- [PAGE EXCERPT]:
======
My sister is getting her doctorate in social work, and one of her friends was doing her thesis on religion, so I typed up this long description of my multiple conversions and my deconversion. It's rather long (3 pages, single spaced) so I'm going to just be putting in the most relevant parts.
Why I am not a Christian
I grew up in a Christian household, but by the age of 6 or so, my father did not want us in Sunday School, so we all went to the big service together. I didn't really understand what was going on, me being 6 and not knowing much about the Bible and all, but that was just the way my dad was. I remember seeing the baptism of some kids and knowing I was never baptized I wanted it done on me. After the Northridge quake in 1994 (I think) we stopped going to church because it had been damaged in the quake.
A couple years later, my mom had custody of us on weekends so we would go with her to work. It started out that I would go with my brother and sister to the local Baptist church while my mom worked. I grew to love it, and threw myself fully into the church experience. I joined the teen ministry and even went on a mission trip to Mexico. During that trip I re-pledged my life to follow Jesus. I even became the president of the Christian club at school. All this time, though, I was living a lie and didn't know it. I was a bully for most of my life (up until about the age of 17). I would punch guys, kick them, and a bunch of other things that I am deeply ashamed about. I remember there was a time that I got out of leading the Christian club and then on the way down the hallway I kicked a guy that was sitting on the floor. I was a genuine hypocrite, and I realize that now.
======
- [EXCERPTED DATA]:
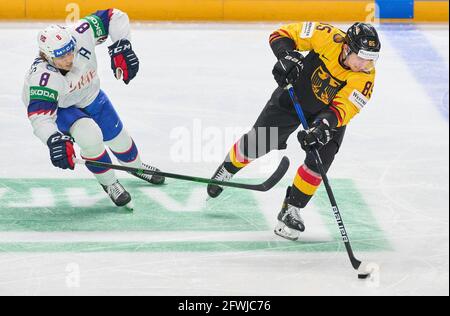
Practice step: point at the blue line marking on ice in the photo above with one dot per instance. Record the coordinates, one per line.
(427, 65)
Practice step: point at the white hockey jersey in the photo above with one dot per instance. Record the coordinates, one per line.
(46, 89)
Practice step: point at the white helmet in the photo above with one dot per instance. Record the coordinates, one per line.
(55, 41)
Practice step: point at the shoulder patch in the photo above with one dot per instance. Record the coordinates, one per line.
(358, 99)
(97, 26)
(307, 30)
(43, 93)
(338, 38)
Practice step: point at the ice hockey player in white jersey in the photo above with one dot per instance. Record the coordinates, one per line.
(66, 105)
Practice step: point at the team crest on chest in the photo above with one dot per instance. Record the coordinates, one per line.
(325, 86)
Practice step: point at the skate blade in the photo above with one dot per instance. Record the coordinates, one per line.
(129, 206)
(280, 230)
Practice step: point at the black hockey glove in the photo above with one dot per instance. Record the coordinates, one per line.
(124, 61)
(288, 68)
(317, 136)
(61, 151)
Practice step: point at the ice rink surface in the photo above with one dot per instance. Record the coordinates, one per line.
(204, 85)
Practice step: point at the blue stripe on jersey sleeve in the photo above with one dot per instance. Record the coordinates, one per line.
(39, 107)
(105, 16)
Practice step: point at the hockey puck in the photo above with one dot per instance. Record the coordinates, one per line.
(363, 276)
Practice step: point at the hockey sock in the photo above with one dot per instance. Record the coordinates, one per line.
(305, 185)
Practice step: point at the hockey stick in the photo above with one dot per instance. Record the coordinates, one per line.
(362, 269)
(263, 187)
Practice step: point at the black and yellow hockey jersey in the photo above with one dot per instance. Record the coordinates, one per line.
(325, 84)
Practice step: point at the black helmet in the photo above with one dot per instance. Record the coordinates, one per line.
(363, 36)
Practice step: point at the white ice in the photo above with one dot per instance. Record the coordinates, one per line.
(219, 76)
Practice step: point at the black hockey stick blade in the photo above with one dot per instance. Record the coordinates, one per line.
(263, 187)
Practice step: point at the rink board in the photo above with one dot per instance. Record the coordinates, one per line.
(231, 10)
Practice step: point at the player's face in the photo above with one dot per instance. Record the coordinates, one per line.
(358, 64)
(65, 62)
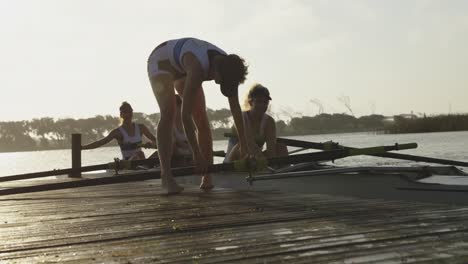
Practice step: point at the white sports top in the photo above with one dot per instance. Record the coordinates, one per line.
(129, 144)
(174, 50)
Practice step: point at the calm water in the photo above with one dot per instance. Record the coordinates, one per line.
(446, 145)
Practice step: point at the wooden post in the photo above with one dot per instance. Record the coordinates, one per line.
(76, 156)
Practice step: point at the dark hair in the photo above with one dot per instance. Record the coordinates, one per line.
(178, 100)
(125, 106)
(258, 90)
(233, 71)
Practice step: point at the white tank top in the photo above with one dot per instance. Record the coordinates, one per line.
(260, 138)
(129, 144)
(197, 47)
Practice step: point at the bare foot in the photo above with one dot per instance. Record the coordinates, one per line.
(206, 183)
(172, 187)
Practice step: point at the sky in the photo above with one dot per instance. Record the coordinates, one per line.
(82, 58)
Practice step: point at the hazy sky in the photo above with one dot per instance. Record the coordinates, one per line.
(81, 58)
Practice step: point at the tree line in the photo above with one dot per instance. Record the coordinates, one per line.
(49, 133)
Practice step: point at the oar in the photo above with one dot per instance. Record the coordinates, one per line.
(239, 166)
(120, 165)
(333, 171)
(329, 145)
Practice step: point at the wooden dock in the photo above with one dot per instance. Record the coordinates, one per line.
(135, 223)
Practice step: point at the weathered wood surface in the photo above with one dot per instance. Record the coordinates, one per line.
======
- [DIRECTIONS FOR THIS TASK]: Resume the personal account titled "Why I am not a Christian," starting after its final sentence.

- [RESPONSE TO THIS TASK]:
My journey changed when I was about to get baptized into the Baptist church. I told my friend Chris that I was going to get baptized and he asked me if I knew what I was doing. I said I did and it was fine. That Sunday I was baptized into the Baptist church. My behavior stayed the same. My friend Chris kept inviting me to his church. I finally went with him. I met a woman, named Kris who I started studying the Bible with. I had no idea what I was getting myself into.
As I was studying the Bible with the new church (the International Church of Christ aka the ICOC) they challenged every belief I had ever had in Christianity. This was to get me to a deeper relationship with Jesus. They were focused on living a life by the standards of the Bible-no more of me being two-faced. They also put a great pressure on bringing out new members, which they called “sharing your faith”. Kris told me that I would need to be re-baptized because my first one was invalid, since I didn't repent before I got baptized. They saw baptism as the key to salvation.
I finally finished my last Bible study in mid-November. They said my hindrance was my pride, and I would need to repent of it to get baptized. One night I resolved to “PUSH”- Pray Until Something Happens. I prayed for hours, and then I felt what I thought was an angel come visit me and take away my burdens. I was tested and repented. I then got baptized into the ICOC on November 26, 2000.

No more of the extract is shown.